ZADANIE 1 =
Ile goli strzelił Witalij Lisnyczenko w Wieliczce według poniższej relacji z meczu?

■ ■ ■ ■ ■ ■ ■

- Mecz toczył się pod nasze dyktando, podobnie z resztą jak pierwsze spotkanie z Wieliczką w Białymstoku. Wówczas zabrakło nam jednak dojrzałości, natomiast teraz wypunktowaliśmy rywali i to w miarę niedużym nakładem sił. Rywale nie wyglądali najlepiej pod względem przygotowania fizycznego. Widać było, że są zmęczeni, dlatego, żeby jeszcze bardziej to wykorzystać nie braliśmy czasu w trakcie meczu, żeby nie dać im odpocząć - relacjonuje Adrian Citko.
Słoneczni bardzo szybko wyszli na prowadzenie i ułożyli sobie rywali. - Po bramkach Lisowskiego i Lisnyczenki prowadziliśmy 2:0. Rywale gola kontaktowego strzelili po naszym błędzie, ale później już odjechaliśmy, a dwie pozostałe bramki straciliśmy w końcówce spotkania, gdy na boisku było więcej zmienników. Gospodarze wykorzystali dwa stałe fragmenty gry. Ogólnie zagraliśmy bardzo dobry mecz. Wyglądamy coraz lepiej, forma rośnie - tłumaczy grający trener Słonecznych.
Kolejne dobre spotkanie w tym roku rozegrał Ukrainiec Witalij Lisnyczenko. Po dubletach w meczach z Piastem i Clearexem, w Wieliczce strzelił trzy gole. - Witek jest tam gdzie trzeba, dużo widzi, strzela. Nie jest typem zawodnika, który weźmie piłkę, objedzie kilku rywali i sam strzeli. Te sytuacje wypracowuje cała drużyna, ale trzeba go pochwalić, bo w kluczowych momentach jest tam, gdzie piłka - chwali swojego zawodnika Citko.

■ ■ ■ ■ ■ ■ ■

ZADANIE 2 =
Proszę podać jako listę JSON ciągów znaków wszystko w rekordach od samego ich początku aż do wiersza zawierającego "pixel 358 226", z obydwoma końcami włącznie. Każdy wiersz ma być osobnym elementem listy, a puste wiersze należy pominąć.

■ ■ ■ ■ ■ ■ ■

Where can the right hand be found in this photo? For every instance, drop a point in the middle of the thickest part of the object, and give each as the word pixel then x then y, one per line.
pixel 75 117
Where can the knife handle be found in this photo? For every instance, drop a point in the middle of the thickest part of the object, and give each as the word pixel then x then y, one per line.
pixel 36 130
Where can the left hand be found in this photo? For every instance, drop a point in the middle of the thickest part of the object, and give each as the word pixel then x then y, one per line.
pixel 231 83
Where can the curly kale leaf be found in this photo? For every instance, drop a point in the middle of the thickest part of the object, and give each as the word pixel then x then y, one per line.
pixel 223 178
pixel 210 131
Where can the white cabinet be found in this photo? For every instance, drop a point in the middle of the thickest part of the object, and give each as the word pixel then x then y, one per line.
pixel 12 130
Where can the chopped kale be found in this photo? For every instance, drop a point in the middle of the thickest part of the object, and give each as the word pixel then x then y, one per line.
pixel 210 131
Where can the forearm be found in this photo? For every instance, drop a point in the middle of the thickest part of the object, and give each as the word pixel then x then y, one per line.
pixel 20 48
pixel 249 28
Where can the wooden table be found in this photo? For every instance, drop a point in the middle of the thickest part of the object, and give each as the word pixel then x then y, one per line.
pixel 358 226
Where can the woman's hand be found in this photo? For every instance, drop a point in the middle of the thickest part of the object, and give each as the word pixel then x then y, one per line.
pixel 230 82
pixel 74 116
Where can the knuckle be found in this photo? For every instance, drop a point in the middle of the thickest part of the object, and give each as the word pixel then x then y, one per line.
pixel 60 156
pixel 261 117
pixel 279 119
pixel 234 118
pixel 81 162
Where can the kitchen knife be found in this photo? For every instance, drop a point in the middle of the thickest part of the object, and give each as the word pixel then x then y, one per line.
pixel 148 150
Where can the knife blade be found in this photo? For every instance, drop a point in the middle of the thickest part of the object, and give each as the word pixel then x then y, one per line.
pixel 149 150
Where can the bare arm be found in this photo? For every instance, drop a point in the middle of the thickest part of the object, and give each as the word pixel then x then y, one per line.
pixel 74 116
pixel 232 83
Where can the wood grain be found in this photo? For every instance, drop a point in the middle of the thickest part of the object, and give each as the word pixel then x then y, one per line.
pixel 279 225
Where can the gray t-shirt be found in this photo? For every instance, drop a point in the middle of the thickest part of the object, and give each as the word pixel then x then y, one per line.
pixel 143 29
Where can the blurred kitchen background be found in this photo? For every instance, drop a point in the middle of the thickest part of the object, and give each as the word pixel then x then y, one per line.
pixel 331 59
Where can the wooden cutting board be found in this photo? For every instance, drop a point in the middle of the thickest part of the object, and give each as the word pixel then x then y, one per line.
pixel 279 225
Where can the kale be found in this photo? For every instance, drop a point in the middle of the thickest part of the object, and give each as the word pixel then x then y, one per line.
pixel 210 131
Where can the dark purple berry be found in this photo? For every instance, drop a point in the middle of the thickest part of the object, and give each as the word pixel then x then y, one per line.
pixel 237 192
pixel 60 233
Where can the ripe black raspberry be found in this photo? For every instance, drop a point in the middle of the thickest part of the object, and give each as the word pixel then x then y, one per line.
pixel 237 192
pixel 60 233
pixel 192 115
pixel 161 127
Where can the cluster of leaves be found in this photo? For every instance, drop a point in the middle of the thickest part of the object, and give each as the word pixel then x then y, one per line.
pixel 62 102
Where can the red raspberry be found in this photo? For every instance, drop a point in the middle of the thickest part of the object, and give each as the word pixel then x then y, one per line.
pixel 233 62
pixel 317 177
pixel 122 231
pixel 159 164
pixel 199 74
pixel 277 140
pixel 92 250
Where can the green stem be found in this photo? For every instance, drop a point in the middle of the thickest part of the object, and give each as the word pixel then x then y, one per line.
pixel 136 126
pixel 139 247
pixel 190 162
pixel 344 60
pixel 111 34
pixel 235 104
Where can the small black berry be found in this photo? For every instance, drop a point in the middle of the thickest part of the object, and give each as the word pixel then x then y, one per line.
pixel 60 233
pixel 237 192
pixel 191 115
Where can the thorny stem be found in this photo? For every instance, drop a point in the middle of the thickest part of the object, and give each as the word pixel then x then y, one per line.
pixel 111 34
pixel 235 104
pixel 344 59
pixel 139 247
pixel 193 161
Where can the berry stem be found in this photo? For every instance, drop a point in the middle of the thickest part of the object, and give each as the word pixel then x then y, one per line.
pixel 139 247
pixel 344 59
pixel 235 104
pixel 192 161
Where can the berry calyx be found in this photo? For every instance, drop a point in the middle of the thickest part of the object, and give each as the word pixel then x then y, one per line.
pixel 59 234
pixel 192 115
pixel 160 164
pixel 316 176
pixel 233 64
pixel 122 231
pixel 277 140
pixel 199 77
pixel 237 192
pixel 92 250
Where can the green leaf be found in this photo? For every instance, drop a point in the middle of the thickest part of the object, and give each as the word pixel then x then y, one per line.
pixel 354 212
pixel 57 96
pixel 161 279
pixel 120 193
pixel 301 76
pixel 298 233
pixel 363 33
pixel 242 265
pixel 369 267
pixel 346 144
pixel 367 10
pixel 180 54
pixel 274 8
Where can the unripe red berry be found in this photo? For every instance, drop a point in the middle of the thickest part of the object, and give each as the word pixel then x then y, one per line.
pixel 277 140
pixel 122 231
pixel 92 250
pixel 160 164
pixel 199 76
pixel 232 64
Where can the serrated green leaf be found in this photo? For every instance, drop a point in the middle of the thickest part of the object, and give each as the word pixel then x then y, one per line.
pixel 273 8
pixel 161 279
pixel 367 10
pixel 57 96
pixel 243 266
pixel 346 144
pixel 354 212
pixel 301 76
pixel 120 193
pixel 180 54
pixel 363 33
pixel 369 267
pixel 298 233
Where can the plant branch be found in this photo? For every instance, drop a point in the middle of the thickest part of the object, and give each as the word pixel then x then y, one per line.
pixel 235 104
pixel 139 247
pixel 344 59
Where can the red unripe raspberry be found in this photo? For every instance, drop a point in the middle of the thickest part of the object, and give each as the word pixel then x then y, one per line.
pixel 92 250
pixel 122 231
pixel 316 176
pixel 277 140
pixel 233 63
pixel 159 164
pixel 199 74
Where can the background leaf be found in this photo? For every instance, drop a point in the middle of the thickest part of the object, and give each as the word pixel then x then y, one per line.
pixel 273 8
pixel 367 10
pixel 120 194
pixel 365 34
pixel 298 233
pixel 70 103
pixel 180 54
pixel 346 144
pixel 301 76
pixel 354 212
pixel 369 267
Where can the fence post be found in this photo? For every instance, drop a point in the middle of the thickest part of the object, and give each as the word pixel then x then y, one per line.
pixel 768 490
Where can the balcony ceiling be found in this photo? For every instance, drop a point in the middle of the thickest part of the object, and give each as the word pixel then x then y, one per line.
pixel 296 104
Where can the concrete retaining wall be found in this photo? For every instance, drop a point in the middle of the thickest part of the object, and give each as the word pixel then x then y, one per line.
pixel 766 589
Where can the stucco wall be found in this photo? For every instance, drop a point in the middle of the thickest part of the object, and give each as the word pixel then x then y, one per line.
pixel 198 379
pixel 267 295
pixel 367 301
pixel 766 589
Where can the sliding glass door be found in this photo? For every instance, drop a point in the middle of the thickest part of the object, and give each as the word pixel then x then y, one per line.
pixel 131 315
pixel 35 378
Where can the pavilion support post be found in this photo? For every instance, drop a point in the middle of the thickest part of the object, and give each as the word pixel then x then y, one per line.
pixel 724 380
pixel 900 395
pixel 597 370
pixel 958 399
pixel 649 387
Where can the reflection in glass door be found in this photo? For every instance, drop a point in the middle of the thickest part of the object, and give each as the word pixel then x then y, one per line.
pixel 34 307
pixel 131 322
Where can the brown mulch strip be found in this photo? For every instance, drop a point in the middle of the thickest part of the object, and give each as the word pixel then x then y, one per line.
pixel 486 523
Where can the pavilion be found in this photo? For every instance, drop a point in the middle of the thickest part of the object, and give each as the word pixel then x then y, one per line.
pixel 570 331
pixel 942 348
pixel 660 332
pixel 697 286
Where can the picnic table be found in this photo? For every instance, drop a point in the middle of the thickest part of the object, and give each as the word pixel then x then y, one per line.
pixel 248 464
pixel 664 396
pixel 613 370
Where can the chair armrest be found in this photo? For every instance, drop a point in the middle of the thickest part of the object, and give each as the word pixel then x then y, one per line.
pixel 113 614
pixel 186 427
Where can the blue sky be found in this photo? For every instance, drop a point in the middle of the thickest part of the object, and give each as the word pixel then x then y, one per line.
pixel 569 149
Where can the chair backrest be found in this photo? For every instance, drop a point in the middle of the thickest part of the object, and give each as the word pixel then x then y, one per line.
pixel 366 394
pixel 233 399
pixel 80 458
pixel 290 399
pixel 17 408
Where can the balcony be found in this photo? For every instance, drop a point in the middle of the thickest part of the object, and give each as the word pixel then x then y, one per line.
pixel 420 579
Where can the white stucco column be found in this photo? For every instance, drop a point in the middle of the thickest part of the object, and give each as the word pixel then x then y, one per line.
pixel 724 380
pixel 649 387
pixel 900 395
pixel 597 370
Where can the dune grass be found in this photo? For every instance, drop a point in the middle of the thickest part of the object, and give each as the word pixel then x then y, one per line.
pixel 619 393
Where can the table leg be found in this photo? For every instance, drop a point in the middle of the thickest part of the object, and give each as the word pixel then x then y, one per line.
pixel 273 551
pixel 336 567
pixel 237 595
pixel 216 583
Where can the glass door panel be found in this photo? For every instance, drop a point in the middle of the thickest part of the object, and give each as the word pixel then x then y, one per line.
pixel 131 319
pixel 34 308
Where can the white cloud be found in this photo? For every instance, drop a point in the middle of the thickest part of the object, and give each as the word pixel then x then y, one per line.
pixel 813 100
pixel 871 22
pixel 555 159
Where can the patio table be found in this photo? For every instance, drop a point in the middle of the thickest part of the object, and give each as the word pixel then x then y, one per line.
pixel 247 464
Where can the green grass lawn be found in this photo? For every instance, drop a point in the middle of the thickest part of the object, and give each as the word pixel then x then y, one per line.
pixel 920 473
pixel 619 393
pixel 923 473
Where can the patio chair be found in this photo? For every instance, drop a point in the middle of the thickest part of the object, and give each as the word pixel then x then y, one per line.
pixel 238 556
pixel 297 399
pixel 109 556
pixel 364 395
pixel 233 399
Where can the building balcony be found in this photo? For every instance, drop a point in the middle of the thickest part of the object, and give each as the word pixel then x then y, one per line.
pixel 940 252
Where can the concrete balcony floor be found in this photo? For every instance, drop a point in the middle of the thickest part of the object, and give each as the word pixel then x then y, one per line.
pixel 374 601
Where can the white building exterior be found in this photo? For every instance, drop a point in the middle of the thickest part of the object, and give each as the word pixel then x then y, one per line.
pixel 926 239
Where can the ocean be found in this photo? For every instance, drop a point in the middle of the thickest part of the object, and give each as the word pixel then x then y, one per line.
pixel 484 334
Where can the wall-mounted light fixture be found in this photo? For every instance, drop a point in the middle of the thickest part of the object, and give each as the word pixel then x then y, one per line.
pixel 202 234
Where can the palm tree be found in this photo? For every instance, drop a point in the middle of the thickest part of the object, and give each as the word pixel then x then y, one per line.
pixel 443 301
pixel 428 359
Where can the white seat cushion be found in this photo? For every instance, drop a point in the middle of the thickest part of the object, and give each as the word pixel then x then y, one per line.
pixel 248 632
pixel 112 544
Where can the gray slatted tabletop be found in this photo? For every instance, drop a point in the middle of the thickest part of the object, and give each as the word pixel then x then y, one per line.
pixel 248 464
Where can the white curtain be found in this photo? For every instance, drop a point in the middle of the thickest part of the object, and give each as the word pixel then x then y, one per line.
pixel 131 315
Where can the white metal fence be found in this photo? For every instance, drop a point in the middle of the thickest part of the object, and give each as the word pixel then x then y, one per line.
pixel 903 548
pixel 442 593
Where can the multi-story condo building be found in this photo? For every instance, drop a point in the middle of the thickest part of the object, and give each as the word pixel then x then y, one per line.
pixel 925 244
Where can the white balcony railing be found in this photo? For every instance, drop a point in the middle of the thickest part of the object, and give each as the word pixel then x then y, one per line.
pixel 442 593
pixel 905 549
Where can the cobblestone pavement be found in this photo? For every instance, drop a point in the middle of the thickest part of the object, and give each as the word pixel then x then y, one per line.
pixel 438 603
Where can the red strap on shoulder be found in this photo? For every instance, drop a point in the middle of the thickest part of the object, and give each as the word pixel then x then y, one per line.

■ ■ ■ ■ ■ ■ ■

ODPOWIEDŹ 1 =
Trzy gole.

ODPOWIEDŹ 2 =
[
  "Where can the right hand be found in this photo? For every instance, drop a point in the middle of the thickest part of the object, and give each as the word pixel then x then y, one per line.",
  "pixel 75 117",
  "Where can the knife handle be found in this photo? For every instance, drop a point in the middle of the thickest part of the object, and give each as the word pixel then x then y, one per line.",
  "pixel 36 130",
  "Where can the left hand be found in this photo? For every instance, drop a point in the middle of the thickest part of the object, and give each as the word pixel then x then y, one per line.",
  "pixel 231 83",
  "Where can the curly kale leaf be found in this photo? For every instance, drop a point in the middle of the thickest part of the object, and give each as the word pixel then x then y, one per line.",
  "pixel 223 178",
  "pixel 210 131",
  "Where can the white cabinet be found in this photo? For every instance, drop a point in the middle of the thickest part of the object, and give each as the word pixel then x then y, one per line.",
  "pixel 12 130",
  "Where can the chopped kale be found in this photo? For every instance, drop a point in the middle of the thickest part of the object, and give each as the word pixel then x then y, one per line.",
  "pixel 210 131",
  "Where can the forearm be found in this photo? For every instance, drop a point in the middle of the thickest part of the object, and give each as the word pixel then x then y, one per line.",
  "pixel 20 48",
  "pixel 249 28",
  "Where can the wooden table be found in this photo? For every instance, drop a point in the middle of the thickest part of the object, and give each as the word pixel then x then y, one per line.",
  "pixel 358 226"
]